> **Work request**:
If a line in the entries contains the word "apiece", list it.

> **Records for the task**:

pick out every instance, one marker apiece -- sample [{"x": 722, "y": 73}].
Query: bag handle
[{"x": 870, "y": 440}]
--
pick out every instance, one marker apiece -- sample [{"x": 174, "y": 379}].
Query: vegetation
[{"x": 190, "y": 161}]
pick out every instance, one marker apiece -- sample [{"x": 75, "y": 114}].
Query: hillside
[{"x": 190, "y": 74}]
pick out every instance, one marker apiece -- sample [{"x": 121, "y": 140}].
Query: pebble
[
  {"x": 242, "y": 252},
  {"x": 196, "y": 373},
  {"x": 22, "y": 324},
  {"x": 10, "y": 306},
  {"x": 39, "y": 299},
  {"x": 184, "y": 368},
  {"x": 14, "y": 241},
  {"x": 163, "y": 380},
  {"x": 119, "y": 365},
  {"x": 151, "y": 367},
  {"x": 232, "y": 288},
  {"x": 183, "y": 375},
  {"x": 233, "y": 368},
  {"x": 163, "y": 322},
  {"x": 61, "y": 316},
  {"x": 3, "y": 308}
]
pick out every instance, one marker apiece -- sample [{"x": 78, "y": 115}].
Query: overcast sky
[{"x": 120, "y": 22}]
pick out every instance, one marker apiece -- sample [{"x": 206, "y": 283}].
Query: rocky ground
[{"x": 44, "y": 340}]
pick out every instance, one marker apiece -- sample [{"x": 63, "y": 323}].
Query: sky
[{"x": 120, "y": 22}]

> **Completed task**:
pick out every instance, one marker apiece -- sample [{"x": 722, "y": 73}].
pick out every instance, one marker apiece -- sample [{"x": 174, "y": 379}].
pick out every instance, one marker apiece -- sample [{"x": 75, "y": 114}].
pick out every instance, one marker apiece -- sample [{"x": 121, "y": 140}].
pick out every instance, one marker apiece -- sample [{"x": 78, "y": 115}].
pick out every instance, one marker apiece -- sample [{"x": 206, "y": 283}].
pick out every instance, one marker apiece -- sample [{"x": 63, "y": 323}].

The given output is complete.